--- Excerpted text ---

We can also gladly discuss this on friday in the Q&A session at the meetup (and afterwards too ofc)

I can see how frustrating it can be from an integrator perspective, but maybe I can give you some tips how I came to terms with these common zero day issues after minor and major releases.

@kdambekalns As far as I know all of those bugs are already fixed. I just wanted to give examples… these were some fo the things I got really confused and wondering what I did wrong when I first started with Neos.
This post is NOT a bug report, this should be a discussion about improvements in release engineering.

Does anyone know how Typo3 is doing it? While we all probably think that Neos is superior, they probably have a better release process already serving so many websites…

@gerhard_boden For sure!

Hey Roland, thanks for bringing it up!

---

◆ **Aim a**:
From the rows below, select and copy every line that contains the word "boulder". Case counts.

--- Records supplied ---

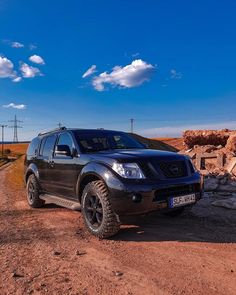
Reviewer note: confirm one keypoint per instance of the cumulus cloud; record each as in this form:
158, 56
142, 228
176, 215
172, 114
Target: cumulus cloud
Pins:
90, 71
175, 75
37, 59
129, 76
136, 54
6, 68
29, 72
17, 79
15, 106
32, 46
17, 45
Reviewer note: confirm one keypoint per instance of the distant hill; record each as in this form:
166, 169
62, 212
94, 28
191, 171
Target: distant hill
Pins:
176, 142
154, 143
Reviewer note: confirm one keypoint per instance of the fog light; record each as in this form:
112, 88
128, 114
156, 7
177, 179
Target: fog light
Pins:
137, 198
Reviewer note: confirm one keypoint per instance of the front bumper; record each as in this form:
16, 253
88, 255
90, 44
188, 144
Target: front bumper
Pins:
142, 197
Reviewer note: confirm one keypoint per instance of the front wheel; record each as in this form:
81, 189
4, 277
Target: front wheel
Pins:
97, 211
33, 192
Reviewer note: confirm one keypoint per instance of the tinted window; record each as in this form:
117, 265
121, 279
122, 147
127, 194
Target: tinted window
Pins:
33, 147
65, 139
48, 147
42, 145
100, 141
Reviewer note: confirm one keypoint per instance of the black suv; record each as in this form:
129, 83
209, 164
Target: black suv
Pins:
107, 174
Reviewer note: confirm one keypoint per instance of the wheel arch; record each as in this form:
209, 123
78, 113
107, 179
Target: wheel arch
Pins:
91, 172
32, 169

---
--- Records supplied ---

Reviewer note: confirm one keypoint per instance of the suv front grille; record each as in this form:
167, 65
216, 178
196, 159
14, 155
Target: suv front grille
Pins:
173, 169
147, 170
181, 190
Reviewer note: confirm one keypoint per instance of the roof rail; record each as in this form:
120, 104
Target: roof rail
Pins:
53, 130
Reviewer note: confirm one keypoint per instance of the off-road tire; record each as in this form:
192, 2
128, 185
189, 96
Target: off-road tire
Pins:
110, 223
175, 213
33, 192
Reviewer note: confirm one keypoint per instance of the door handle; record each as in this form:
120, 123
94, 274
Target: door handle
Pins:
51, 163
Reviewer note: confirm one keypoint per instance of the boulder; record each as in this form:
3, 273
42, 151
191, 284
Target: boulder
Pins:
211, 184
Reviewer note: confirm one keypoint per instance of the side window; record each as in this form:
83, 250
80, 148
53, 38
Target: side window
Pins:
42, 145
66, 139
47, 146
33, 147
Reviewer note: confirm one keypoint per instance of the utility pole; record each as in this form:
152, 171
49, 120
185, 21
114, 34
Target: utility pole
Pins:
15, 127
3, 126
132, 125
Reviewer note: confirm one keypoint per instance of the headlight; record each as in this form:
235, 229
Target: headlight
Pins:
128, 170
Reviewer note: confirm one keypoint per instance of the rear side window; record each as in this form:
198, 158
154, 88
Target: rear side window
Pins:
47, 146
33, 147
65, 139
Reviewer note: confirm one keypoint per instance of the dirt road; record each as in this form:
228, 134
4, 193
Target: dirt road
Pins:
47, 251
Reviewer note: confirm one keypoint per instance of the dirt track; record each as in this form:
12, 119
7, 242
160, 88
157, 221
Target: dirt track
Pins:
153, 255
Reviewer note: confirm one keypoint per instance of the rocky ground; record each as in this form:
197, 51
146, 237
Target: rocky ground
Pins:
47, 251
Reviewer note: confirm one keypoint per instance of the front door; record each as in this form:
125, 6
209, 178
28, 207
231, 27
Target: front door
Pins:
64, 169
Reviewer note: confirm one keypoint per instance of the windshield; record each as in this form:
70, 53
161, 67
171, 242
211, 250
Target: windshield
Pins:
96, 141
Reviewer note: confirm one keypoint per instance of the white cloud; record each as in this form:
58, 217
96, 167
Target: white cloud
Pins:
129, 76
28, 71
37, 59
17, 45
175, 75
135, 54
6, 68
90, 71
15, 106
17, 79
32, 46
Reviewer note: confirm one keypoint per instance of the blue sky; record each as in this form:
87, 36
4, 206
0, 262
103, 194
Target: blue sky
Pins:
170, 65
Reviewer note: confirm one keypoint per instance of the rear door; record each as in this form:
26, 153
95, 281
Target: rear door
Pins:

---
--- Records supplied ---

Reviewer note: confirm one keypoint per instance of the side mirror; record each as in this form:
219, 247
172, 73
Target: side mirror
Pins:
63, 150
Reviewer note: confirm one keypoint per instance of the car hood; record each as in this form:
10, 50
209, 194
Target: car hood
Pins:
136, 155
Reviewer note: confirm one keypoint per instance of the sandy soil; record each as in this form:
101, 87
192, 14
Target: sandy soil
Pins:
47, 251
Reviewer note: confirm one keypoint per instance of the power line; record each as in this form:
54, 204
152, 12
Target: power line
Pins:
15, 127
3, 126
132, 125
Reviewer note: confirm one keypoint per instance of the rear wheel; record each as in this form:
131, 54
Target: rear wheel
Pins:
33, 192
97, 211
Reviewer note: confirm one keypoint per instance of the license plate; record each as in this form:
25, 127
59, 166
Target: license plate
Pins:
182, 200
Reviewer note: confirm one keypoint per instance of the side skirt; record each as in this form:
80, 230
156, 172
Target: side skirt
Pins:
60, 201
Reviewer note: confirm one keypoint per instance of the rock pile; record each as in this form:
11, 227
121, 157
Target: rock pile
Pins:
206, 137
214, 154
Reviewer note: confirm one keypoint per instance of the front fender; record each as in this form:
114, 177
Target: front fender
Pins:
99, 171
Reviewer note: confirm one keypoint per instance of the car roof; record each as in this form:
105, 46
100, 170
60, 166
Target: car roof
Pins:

---

◆ **Aim b**:
Extend the forum thread on Neos release engineering, starting right after its last post.

◆ **Written response a**:
Reviewer note: confirm one keypoint per instance of the boulder; record each as in this form:
Target: boulder

◆ **Written response b**:
I think the difference we have with TYPO3 is that they have way bigger userbase, thus more bug reports during beta testing. I can’t see how we can release bug-free major releases with current usage rate. For example the current 3.0 release was tested for two month by all of use, I have migrated some of my production websites in advance for the sake of better testing, but bugs still do slip through.

Given that we don’t have a rapid user base growth so far (too bad though!), I see that proper end-to-end tests could help to increase the efficiency of testing with resources we have so far. I’ll take care of it for the new UI.